Will the Thiel Index Predict Future Population Patterns in America?

3 posts


This topic started as an SB convo:


So the question is whether the Thiel index is predictive of the settlement patterns of non-Whites. In some ways, it is circular, since non-Whites tend to be poor, and where they settle relative to Whites creates the patterns you see here:


The advantage of the Thiel index is that each county shows what it contributes to the whole. Rural White society tends to be neutrally sloped in income distribution (not too flat, not too steep), and contribute little. The contributions of urban areas are predictable -- poor and rich live together in close proximity. The black belt and rural Hispanic settlements in the SW (and Eastern Washington State) also show up.

The point is that rural and small town Black settlement, and rural Hispanics, subtract from the Thiel index (tend to have flat income distributions). Urban Blacks and Hispanics, and very rich segments of the population have a huge positive contribution. These phenomena seem to transcend the 'Red State/Blue State' divide and be systematic in both regions.
President Camacho
Let me see if I understand....

> _Task instructions_
A: In the Thiel index thread, what kind of income distribution do rural and small-town Black settlements and rural Hispanics tend to have?
B: Pick up the Thiel index thread after its final line and continue the reply that begins "Let me see if I understand."
The entries that come next are separate material with no connection to the Thiel index thread.

> _Given entries_
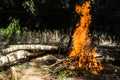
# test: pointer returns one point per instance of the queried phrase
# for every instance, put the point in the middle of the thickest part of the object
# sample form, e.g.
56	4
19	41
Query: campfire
81	41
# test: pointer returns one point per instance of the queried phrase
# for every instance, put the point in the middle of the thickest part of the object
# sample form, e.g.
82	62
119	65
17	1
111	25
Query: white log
28	47
13	57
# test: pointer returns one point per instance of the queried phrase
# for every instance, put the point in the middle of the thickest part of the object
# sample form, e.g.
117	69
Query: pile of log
15	53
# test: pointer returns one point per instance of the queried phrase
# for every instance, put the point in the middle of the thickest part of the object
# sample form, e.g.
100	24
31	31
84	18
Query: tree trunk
13	48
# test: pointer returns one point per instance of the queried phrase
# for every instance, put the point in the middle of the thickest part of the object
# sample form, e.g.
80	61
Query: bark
13	48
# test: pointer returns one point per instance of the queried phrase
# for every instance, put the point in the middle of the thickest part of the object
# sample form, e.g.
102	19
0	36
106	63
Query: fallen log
16	57
13	48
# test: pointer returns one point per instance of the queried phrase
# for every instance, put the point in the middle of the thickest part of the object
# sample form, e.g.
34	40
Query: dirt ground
39	69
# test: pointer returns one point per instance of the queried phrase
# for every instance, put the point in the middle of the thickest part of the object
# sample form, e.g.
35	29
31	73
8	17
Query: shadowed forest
37	37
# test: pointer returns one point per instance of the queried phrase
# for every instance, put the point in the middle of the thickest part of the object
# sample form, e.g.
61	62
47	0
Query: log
14	57
13	48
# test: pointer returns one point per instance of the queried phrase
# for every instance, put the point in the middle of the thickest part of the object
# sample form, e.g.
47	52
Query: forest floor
39	69
49	67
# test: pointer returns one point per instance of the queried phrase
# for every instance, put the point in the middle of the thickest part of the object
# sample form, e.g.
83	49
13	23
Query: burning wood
81	44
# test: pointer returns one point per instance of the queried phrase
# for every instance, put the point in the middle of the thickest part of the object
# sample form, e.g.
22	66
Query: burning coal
81	44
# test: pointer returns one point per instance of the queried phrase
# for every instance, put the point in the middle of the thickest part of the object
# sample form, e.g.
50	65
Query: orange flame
81	44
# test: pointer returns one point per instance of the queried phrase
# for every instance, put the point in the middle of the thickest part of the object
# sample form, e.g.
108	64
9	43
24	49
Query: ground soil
39	69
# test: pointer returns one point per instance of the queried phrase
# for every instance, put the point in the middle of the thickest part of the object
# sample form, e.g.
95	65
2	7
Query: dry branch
28	47
14	57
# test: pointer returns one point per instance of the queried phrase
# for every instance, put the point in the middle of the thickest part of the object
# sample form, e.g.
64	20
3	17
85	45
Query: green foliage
13	28
29	5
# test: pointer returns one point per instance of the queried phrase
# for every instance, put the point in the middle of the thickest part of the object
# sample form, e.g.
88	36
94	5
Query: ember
81	44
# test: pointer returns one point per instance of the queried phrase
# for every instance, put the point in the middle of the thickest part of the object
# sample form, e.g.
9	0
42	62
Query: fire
81	44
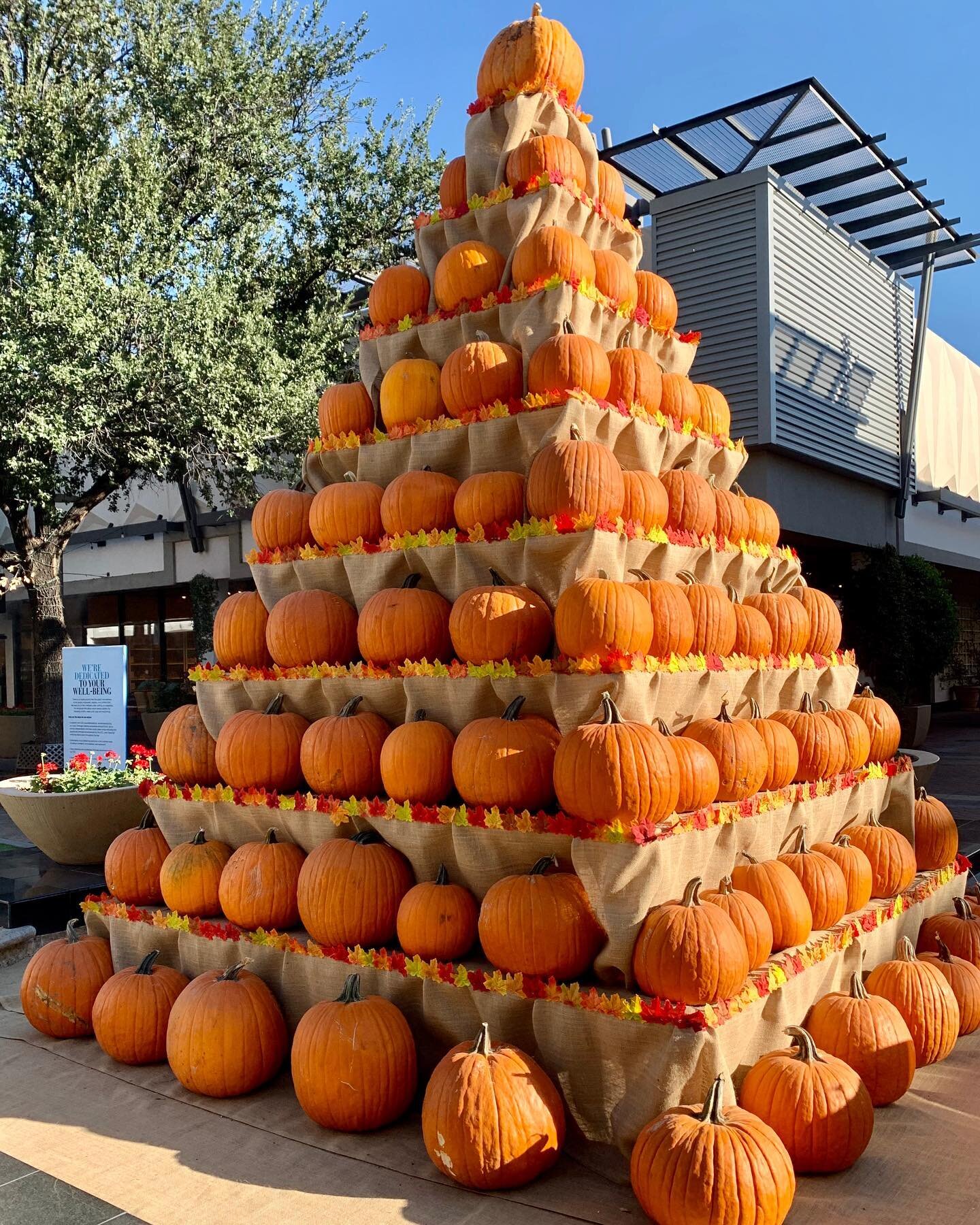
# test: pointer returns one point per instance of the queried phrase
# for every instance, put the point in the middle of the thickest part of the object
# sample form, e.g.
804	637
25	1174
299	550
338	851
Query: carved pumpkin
468	270
617	771
349	891
750	918
397	292
239	631
346	408
500	621
823	882
868	1033
539	924
259	885
506	761
341	755
891	857
936	836
438	919
673	619
855	866
404	623
882	724
658	300
569	363
576	478
489	497
190	876
312	627
924	998
595	617
691	502
690	952
491	1119
527	55
416	761
733	1168
782	896
419	502
227	1033
133	864
816	1104
820	742
349	510
281	520
964	980
554	156
133	1009
61	980
355	1066
410	392
739	753
480	373
698	771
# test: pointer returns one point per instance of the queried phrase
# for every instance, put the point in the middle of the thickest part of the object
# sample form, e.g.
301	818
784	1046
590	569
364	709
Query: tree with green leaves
188	193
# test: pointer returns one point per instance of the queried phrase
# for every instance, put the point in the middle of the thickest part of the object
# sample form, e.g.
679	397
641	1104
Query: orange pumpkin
868	1033
353	1061
190	876
576	478
61	981
617	771
312	627
506	761
281	520
419	502
416	761
341	755
399	624
347	511
483	372
468	270
396	293
815	1102
690	952
349	891
261	749
500	621
491	1119
346	408
539	924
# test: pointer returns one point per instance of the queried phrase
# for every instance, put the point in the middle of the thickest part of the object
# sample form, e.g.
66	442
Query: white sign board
93	686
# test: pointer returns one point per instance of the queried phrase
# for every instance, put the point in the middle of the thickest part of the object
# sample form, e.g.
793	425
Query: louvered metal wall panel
842	347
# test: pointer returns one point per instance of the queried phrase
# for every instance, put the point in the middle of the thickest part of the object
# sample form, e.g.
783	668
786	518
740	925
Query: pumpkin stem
710	1113
146	966
350	992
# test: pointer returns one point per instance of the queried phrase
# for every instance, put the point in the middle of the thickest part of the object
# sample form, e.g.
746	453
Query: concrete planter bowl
75	827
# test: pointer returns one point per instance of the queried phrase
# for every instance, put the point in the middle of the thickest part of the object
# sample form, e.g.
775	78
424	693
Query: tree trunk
50	635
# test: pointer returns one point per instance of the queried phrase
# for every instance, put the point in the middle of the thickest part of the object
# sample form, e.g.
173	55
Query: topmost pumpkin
531	54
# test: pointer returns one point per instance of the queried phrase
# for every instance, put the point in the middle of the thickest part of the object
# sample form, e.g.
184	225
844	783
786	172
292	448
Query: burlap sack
508	444
494	134
568	700
505	225
525	324
545	564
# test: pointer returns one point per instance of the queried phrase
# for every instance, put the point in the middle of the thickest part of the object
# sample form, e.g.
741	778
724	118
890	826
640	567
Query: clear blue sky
903	69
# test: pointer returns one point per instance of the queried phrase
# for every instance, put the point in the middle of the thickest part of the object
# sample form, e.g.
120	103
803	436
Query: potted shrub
73	815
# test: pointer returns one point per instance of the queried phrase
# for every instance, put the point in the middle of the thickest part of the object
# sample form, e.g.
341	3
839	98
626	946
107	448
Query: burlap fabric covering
568	700
505	225
615	1075
545	564
508	444
525	324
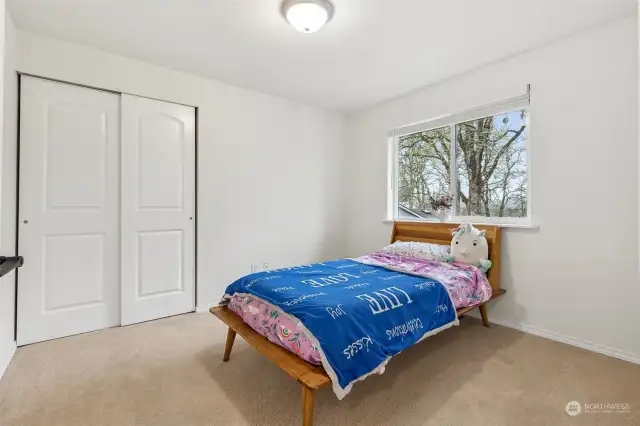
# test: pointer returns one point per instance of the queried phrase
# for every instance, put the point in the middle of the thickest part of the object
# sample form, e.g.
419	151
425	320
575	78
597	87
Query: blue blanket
360	315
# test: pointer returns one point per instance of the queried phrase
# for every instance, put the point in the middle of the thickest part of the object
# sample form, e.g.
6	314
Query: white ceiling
372	50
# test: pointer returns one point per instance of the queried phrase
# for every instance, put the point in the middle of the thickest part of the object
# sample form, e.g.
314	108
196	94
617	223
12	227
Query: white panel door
158	197
68	212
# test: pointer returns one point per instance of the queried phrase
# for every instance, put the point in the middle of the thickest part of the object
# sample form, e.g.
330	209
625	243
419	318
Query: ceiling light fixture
307	16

> _Replies_
A: Flat income distributions.

B:
Grey/dark grey areas= essentially rural, dominantly non-white, low incomes with relatively low income disparity
White/lightly shaded areas= essentially rural, dominantly white, average incomes with relatively low income disparity
Orange/red areas= Urban/suburban, "diverse" in whites and non-whites, high income disparities roughly divided along racial lines

Is this the proper way of interpreting the map?

That's how I read it, too -- the prediction, then, is that prior income disparities predict where minorities can and cannot settle. Assuming that no one (like Uncle Sugar, the gummint) gives them money to buy out the Whites in the healthier (white-coded) rural areas, they won't in fact move there -- even Hispanics -- except as an underclass. This latter eventuality can be monitored by seeing if any of the 'white' counties turn grey or orange. A white to grey transition would mean White flight, followed by rural poverty, and white to red/orange would mean side-by-side 'integration' of wealth disparity, as currently in our urban areas.

By the way, there is a theory that income disparity can exist in a 'safe zone' which has limits both on the low end -- too flat, economy stagnant -- and high end -- two sharp, and 'redistributional aggression' kicks in. We are as an aggregate at the high end, but that is almost entirely due to the urban coastal areas and their 'welfare' state, along with a very few inland counties, also urban.

The real skinny on inequality metrics and 'RA': http://poorcity.richcity.org/

My contention is that the Thiel index is useful for monitoring racial composition and ingression covertly -- the Socialists in the gummint are less likely to jigger it, because they care about 'income equality' or pretend to. It is, however, only one of two broad kinds of inequality measures [Hoover/Plato being the other kind], and the map does not present the 'symmetrised' version.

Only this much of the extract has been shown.